• Listing:
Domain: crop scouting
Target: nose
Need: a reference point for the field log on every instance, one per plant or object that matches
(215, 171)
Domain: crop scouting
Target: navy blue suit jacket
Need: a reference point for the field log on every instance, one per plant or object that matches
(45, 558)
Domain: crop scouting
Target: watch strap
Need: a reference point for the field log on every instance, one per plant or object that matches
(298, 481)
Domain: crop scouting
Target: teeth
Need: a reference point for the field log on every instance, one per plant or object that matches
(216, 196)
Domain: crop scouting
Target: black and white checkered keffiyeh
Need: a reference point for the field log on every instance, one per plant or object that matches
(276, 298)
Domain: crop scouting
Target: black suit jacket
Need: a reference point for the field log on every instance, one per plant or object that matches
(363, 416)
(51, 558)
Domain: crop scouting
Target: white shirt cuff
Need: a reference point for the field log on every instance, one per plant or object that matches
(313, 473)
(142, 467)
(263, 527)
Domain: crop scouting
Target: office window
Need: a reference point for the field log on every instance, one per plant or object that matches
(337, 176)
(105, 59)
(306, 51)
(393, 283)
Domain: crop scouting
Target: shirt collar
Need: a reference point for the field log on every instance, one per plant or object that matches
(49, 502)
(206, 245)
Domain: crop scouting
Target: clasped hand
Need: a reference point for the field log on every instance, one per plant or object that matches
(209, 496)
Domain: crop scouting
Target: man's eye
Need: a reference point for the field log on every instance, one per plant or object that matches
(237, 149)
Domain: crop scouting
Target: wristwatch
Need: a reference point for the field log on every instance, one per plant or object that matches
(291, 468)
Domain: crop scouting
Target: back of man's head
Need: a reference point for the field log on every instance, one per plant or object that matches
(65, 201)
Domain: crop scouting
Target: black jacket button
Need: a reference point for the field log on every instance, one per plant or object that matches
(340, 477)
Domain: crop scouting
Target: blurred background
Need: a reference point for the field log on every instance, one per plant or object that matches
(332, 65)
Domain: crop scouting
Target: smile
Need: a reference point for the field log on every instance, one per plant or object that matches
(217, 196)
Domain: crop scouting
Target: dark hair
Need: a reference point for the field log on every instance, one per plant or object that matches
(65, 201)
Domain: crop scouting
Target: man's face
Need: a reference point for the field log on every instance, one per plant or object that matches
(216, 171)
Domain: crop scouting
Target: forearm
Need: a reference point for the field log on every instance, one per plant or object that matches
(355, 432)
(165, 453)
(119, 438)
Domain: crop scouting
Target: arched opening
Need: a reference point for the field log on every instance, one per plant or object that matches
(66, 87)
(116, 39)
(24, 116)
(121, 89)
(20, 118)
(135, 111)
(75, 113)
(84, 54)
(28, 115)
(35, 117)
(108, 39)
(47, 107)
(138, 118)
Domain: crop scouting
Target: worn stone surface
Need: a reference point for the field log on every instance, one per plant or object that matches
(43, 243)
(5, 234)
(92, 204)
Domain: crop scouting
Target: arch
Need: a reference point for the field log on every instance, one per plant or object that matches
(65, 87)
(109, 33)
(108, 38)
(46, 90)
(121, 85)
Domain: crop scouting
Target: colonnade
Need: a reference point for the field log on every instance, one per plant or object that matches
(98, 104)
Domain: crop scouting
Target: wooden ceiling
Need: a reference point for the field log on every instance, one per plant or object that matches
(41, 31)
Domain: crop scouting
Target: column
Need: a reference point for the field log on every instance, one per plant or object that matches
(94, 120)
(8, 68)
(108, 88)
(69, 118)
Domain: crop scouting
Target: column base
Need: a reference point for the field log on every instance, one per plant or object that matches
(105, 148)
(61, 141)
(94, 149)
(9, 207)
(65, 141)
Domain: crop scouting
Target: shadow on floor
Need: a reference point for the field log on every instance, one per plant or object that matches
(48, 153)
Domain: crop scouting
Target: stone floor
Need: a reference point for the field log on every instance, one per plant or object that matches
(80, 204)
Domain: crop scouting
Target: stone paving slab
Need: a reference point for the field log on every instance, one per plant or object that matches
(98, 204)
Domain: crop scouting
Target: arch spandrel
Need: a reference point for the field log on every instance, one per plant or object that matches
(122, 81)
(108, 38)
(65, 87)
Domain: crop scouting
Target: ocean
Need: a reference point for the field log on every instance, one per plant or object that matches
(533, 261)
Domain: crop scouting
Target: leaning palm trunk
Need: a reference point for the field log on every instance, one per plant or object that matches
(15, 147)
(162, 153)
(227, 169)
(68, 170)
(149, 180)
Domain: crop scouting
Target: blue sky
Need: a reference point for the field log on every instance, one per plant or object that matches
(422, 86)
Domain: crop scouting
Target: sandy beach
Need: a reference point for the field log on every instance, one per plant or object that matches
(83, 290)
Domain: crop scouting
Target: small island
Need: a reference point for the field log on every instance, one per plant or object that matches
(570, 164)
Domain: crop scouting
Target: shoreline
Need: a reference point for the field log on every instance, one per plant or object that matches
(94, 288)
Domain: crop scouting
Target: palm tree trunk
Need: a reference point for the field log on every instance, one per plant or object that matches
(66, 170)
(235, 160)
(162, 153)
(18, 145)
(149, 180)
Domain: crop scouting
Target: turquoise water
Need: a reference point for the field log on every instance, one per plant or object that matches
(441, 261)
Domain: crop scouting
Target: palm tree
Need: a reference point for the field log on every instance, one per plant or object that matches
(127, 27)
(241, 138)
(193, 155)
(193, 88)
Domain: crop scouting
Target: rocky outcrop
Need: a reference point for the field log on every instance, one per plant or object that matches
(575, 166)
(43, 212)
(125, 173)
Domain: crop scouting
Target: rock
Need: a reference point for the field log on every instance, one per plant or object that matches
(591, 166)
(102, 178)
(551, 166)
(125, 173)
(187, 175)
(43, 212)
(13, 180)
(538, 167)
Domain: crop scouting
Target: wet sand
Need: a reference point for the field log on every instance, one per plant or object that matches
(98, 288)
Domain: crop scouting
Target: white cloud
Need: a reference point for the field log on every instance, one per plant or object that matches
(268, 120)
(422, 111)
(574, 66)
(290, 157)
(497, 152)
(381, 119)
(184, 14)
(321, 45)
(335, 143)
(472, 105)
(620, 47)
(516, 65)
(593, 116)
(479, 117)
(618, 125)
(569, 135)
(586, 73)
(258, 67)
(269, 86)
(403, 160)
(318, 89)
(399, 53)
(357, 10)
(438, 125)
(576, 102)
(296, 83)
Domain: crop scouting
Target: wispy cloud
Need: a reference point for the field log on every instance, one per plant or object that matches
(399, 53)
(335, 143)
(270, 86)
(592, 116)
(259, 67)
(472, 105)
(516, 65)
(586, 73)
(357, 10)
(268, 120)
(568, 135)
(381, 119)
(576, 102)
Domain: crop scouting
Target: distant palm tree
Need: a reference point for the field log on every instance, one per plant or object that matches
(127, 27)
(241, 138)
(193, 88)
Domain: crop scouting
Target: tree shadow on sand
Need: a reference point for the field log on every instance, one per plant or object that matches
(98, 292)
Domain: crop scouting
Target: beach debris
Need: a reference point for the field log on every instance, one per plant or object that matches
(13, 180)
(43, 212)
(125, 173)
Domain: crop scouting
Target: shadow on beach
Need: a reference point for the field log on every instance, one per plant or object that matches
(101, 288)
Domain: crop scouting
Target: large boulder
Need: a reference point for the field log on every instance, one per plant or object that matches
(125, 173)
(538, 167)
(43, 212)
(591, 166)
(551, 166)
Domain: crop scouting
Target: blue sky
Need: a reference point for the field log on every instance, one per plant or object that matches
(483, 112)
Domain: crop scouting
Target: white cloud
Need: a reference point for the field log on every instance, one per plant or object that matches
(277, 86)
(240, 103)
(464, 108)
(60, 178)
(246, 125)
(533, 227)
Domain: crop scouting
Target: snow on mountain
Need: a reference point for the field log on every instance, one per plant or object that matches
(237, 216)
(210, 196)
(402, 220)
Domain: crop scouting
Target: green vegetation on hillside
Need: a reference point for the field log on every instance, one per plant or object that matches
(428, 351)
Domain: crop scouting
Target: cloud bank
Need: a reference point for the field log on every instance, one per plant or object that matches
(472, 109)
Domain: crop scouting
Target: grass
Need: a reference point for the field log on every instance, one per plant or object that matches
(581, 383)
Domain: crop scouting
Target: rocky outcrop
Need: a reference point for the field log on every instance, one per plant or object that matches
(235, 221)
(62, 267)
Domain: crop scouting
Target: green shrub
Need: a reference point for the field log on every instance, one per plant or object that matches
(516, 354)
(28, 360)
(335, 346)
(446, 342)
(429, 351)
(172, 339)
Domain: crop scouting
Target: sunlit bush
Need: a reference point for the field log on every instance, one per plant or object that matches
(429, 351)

• Challenge:
Count the lines in the records above that contain the word "white", and give only that number.

• Task output:
4